** START SUPPLIED INFORMATION **

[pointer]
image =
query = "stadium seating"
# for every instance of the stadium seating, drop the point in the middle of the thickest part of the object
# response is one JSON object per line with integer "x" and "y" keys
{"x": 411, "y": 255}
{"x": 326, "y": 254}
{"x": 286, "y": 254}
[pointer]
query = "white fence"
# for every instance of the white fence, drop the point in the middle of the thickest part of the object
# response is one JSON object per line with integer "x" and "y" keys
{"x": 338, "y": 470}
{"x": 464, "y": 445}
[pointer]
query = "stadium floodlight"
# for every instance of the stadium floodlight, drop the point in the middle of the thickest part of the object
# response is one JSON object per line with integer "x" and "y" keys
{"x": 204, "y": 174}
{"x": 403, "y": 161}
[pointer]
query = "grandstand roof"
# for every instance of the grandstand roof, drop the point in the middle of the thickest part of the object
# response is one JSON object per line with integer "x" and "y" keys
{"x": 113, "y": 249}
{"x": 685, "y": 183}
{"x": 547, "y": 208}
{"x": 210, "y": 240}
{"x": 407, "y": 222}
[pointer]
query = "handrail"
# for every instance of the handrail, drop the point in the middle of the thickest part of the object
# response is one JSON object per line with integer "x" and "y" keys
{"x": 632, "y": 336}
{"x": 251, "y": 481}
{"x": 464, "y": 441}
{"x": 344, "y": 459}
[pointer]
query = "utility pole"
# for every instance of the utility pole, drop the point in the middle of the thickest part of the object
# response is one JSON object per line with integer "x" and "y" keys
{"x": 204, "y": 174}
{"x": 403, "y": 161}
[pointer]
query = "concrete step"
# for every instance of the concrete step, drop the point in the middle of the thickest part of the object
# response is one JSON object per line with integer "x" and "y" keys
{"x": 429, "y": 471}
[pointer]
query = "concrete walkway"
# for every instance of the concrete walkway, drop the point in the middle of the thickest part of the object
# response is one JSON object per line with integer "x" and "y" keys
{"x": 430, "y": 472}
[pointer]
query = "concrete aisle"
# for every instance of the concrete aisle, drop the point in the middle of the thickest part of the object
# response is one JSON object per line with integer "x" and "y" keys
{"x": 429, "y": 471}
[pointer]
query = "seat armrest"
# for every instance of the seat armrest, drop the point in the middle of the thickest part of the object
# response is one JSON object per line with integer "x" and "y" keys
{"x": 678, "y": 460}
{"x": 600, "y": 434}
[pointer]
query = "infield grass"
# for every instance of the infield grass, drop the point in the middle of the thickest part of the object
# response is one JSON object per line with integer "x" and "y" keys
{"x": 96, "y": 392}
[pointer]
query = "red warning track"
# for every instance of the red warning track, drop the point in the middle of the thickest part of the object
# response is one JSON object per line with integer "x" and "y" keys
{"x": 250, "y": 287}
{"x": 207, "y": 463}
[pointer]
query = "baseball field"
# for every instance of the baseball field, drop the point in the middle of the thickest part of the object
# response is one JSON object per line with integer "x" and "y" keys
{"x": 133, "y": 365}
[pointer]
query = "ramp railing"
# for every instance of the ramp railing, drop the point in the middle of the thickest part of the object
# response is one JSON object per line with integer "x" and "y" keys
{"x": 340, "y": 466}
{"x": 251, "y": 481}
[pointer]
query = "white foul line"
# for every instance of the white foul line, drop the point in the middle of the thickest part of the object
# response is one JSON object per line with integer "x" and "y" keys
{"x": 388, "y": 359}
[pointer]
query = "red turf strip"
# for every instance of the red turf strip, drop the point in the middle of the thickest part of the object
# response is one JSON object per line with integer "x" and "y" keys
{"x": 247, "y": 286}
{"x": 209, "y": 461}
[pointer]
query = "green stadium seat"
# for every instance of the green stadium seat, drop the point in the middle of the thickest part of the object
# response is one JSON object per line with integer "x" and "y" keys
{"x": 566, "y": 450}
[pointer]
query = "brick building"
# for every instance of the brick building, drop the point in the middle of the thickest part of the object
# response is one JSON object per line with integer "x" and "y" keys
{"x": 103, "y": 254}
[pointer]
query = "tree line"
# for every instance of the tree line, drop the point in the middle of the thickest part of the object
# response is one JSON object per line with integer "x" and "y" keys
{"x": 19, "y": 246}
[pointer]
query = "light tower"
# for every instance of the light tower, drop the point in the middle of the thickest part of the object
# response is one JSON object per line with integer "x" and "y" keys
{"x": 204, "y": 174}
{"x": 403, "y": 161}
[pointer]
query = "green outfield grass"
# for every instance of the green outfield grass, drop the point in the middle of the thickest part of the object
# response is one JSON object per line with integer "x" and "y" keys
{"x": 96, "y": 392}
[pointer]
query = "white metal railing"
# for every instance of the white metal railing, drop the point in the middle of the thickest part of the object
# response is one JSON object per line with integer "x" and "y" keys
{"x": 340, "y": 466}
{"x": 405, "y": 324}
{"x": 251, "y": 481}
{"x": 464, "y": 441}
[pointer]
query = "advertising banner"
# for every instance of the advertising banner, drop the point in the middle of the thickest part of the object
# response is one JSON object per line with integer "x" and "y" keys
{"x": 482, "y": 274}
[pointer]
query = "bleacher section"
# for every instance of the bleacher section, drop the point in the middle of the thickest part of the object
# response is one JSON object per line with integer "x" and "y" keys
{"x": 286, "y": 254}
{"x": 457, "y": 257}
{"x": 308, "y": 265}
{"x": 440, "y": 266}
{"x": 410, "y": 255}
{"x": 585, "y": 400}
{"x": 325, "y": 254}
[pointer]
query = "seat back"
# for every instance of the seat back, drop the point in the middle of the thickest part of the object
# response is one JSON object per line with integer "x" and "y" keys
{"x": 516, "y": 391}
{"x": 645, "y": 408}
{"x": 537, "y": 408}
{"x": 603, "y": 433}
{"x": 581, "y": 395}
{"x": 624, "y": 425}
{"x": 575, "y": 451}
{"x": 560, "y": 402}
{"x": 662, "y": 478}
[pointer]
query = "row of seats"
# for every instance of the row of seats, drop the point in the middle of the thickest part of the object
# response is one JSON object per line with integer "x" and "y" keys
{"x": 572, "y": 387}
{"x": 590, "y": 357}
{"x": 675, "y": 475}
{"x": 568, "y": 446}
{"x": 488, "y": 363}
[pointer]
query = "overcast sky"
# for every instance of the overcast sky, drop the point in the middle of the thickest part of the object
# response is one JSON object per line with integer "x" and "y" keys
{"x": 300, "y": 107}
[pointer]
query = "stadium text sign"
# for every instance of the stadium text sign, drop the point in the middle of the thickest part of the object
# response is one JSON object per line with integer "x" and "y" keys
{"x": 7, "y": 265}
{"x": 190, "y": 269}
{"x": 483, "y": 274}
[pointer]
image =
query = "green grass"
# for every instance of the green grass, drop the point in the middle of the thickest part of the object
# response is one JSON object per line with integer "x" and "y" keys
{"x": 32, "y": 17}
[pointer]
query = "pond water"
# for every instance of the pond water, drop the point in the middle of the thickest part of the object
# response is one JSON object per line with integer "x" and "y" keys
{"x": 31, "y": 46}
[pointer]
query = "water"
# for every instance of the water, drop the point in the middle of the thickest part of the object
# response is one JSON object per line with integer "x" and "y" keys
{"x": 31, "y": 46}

** END SUPPLIED INFORMATION **

▸ WRITTEN PROBLEM
Transcribe every record above exactly as it appears.

▸ EXPECTED ANSWER
[pointer]
image =
query = "stadium seating"
# for every instance of the stadium seating, drop the point in the middle of the thickest part of the object
# response is one JSON object per line with integer "x" and "y" keys
{"x": 411, "y": 255}
{"x": 326, "y": 254}
{"x": 286, "y": 254}
[pointer]
query = "white fence"
# for every instance of the white fence, drop the point in the middle of the thickest part of the object
# response is one JSON object per line with integer "x" and "y" keys
{"x": 338, "y": 470}
{"x": 464, "y": 445}
[pointer]
query = "stadium floodlight"
# for every instance of the stadium floodlight, drop the point in the middle of the thickest part of the object
# response is one JSON object per line with integer "x" and "y" keys
{"x": 204, "y": 174}
{"x": 403, "y": 161}
[pointer]
query = "grandstand roof"
# for every instance of the grandstand roof, drop the point in the middle of the thickest part of the object
# response is one JSON object per line with integer "x" and "y" keys
{"x": 113, "y": 249}
{"x": 685, "y": 183}
{"x": 547, "y": 208}
{"x": 210, "y": 240}
{"x": 407, "y": 222}
[pointer]
query = "handrail"
# for every instance of the handrail, drop the point in the middle of the thickest part of the object
# response is one JSON object per line with integer "x" and "y" keys
{"x": 632, "y": 336}
{"x": 251, "y": 481}
{"x": 464, "y": 441}
{"x": 344, "y": 459}
[pointer]
query = "utility pole"
# for every instance of the utility pole, drop the point in the middle of the thickest part of the object
# response is one JSON object per line with integer "x" and "y" keys
{"x": 204, "y": 174}
{"x": 403, "y": 161}
[pointer]
query = "concrete step"
# for every instance of the concrete step, drop the point in the middle of the thickest part of the object
# response is one JSON object per line with integer "x" and "y" keys
{"x": 429, "y": 471}
[pointer]
query = "concrete walkway"
# for every instance of the concrete walkway, drop the point in the middle of the thickest part of the object
# response is one JSON object per line with integer "x" and "y" keys
{"x": 430, "y": 472}
[pointer]
query = "concrete aisle"
# for every instance of the concrete aisle, drop the point in the middle of the thickest part of the object
# response is one JSON object per line with integer "x" and "y" keys
{"x": 429, "y": 471}
[pointer]
query = "seat armrest"
# for every instance of the seat armrest, drop the point in the middle of the thickest part of the object
# response is one JSON object per line with integer "x" and "y" keys
{"x": 678, "y": 460}
{"x": 600, "y": 434}
[pointer]
query = "infield grass"
# for every instance of the infield grass, drop the point in the middle of the thickest part of the object
# response is one JSON object per line with integer "x" and "y" keys
{"x": 96, "y": 392}
[pointer]
query = "red warning track"
# for every instance of the red warning track, drop the point in the middle of the thickest part of the object
# response is one JSON object per line with integer "x" and "y" keys
{"x": 250, "y": 287}
{"x": 207, "y": 463}
[pointer]
query = "baseball field"
# for every instance of the baseball field, drop the point in the middle of the thickest part of the object
# response is one JSON object per line with integer "x" and "y" keys
{"x": 133, "y": 365}
[pointer]
query = "ramp railing"
# for every instance of the ramp railing, drop the point in the middle of the thickest part of the object
# response is one JSON object per line with integer "x" and "y" keys
{"x": 340, "y": 466}
{"x": 251, "y": 481}
[pointer]
query = "white foul line"
# for every instance of the white foul line, drop the point in the middle of the thickest part of the object
# response is one JSON object per line with integer "x" and "y" keys
{"x": 388, "y": 359}
[pointer]
query = "red turf strip"
# for every instance of the red turf strip, drop the point in the middle of the thickest part of the object
# response is one JSON object per line with integer "x" and "y" keys
{"x": 247, "y": 286}
{"x": 209, "y": 461}
[pointer]
query = "green stadium seat"
# for every instance of the green stadium seat, drop the point in the middle of the thickest part of the object
# response is one JSON object per line with integer "x" and "y" keys
{"x": 566, "y": 450}
[pointer]
query = "brick building"
# for every instance of the brick building, drop the point in the middle of the thickest part of the object
# response is one JSON object per line with integer "x" and "y" keys
{"x": 103, "y": 254}
[pointer]
query = "tree line"
# for every instance of the tree line, drop the point in the middle of the thickest part of the object
# response is one JSON object per line with integer "x" and "y" keys
{"x": 19, "y": 246}
[pointer]
query = "light tower"
# for every instance of the light tower, drop the point in the middle of the thickest part of the object
# response is one JSON object per line with integer "x" and "y" keys
{"x": 204, "y": 174}
{"x": 403, "y": 161}
[pointer]
query = "green outfield grass"
# for every instance of the green outfield grass, drop the point in the middle of the thickest part of the object
# response is one JSON object per line with integer "x" and "y" keys
{"x": 96, "y": 392}
[pointer]
query = "white metal railing"
# for every instance of the white metal railing, drop the point in the middle of the thickest part of the object
# response is one JSON object per line with integer "x" and "y" keys
{"x": 340, "y": 466}
{"x": 405, "y": 324}
{"x": 251, "y": 481}
{"x": 464, "y": 441}
[pointer]
query = "advertising banner"
# for every instance of the advertising banner, drop the point in the middle of the thickest part of the object
# response is one JSON object per line with integer "x" and "y" keys
{"x": 482, "y": 274}
[pointer]
query = "bleacher section"
# for every instance of the bleacher section, drop the point in the middle of the thickest part of the object
# response is one JSON object per line with integer "x" and "y" keys
{"x": 286, "y": 254}
{"x": 457, "y": 257}
{"x": 308, "y": 265}
{"x": 440, "y": 266}
{"x": 410, "y": 255}
{"x": 585, "y": 400}
{"x": 325, "y": 254}
[pointer]
query = "seat back"
# for every instance of the seat back, drop the point in the middle of the thickest part of the object
# response is one JSON object per line with integer "x" and "y" keys
{"x": 516, "y": 391}
{"x": 645, "y": 408}
{"x": 537, "y": 408}
{"x": 603, "y": 433}
{"x": 581, "y": 395}
{"x": 624, "y": 425}
{"x": 575, "y": 451}
{"x": 560, "y": 402}
{"x": 662, "y": 478}
[pointer]
query = "row of seats"
# for every instance of the row of seats, drop the point in the middle of the thickest part of the object
# response is one JSON object per line with integer "x" and "y" keys
{"x": 572, "y": 387}
{"x": 590, "y": 357}
{"x": 675, "y": 475}
{"x": 568, "y": 446}
{"x": 488, "y": 363}
[pointer]
query = "overcast sky"
# for every instance of the overcast sky, drop the point in the middle of the thickest part of the object
# response is one JSON object per line with integer "x" and "y" keys
{"x": 300, "y": 107}
[pointer]
query = "stadium text sign"
# for every instance of the stadium text sign, drop the point in the middle of the thickest part of the object
# response is one JSON object per line with integer "x" and "y" keys
{"x": 7, "y": 265}
{"x": 190, "y": 269}
{"x": 483, "y": 274}
[pointer]
image =
query = "green grass"
# for every instance of the green grass, drop the point in the middle of the thickest part of the object
# response is one JSON object per line with integer "x" and "y" keys
{"x": 32, "y": 17}
[pointer]
query = "pond water"
# for every instance of the pond water, drop the point in the middle of the thickest part of the object
# response is one JSON object per line with integer "x" and "y" keys
{"x": 31, "y": 46}
[pointer]
query = "water"
# for every instance of the water, drop the point in the middle of the thickest part of the object
# response is one JSON object per line with integer "x" and "y" keys
{"x": 31, "y": 46}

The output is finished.